YOUR GOAL: Find every line below where the word "dark" occurs, then give how many you found and nothing else.

PROVIDED RECORDS:
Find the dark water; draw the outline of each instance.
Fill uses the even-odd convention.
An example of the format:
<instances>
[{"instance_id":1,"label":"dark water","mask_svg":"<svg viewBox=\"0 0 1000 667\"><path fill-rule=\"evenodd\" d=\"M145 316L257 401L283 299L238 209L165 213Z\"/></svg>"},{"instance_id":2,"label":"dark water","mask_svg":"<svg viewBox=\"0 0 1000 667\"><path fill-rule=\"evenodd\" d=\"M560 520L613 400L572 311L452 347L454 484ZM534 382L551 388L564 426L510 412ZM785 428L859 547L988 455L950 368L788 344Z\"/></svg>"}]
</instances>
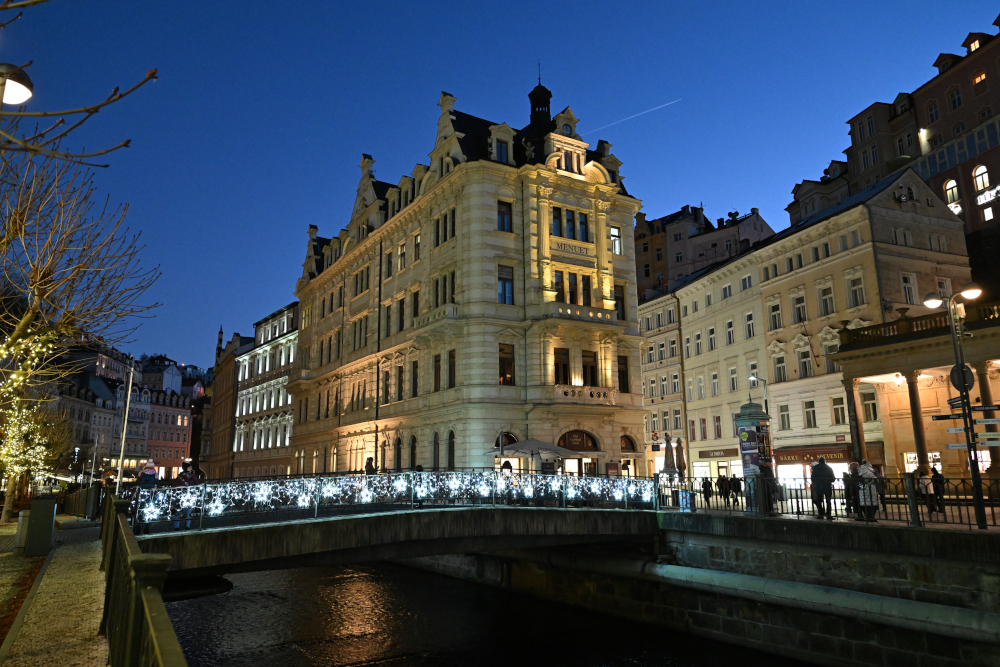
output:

TASK RESPONSE: 2